PROBLEM TO SOLVE:
Display every line of the items below that contains the word "minivan". Case counts.

── EXTRACTED INFORMATION ──

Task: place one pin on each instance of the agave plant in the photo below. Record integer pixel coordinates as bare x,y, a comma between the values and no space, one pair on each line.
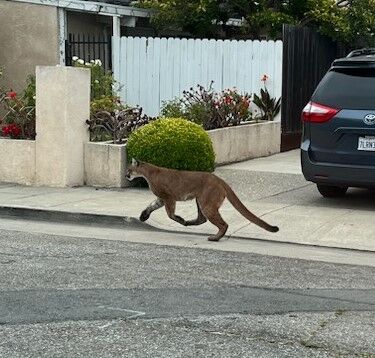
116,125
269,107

───
── EXTRACTED INFORMATION ──

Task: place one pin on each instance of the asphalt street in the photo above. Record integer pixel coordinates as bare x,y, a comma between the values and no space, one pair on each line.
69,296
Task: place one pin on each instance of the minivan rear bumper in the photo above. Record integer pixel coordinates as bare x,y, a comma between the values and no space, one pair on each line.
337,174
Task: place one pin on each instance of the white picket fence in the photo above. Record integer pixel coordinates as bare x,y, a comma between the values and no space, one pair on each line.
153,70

───
── EXTRACTED INFORMATION ──

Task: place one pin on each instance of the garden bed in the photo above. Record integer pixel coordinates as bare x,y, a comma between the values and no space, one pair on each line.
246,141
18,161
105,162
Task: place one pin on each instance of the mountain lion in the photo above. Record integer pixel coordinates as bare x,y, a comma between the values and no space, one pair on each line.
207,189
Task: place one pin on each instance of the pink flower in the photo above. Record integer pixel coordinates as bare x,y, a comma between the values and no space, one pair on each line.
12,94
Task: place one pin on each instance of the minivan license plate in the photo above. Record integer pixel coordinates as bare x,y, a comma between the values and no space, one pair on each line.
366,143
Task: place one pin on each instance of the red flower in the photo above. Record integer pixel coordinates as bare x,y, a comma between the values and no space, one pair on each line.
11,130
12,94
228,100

───

ANSWER FOR THIS EXERCISE:
Task: place one pin on each instance of the minivan rear bumper in the photo above. Record integer pixel coordinates as bare x,y, a comma between the values and no space, one pair on each line.
Task: place one pin on each instance of the minivan license plate in the photo above. Record integer pixel coordinates as bare x,y, a comma between the values and no space, one pair on each line.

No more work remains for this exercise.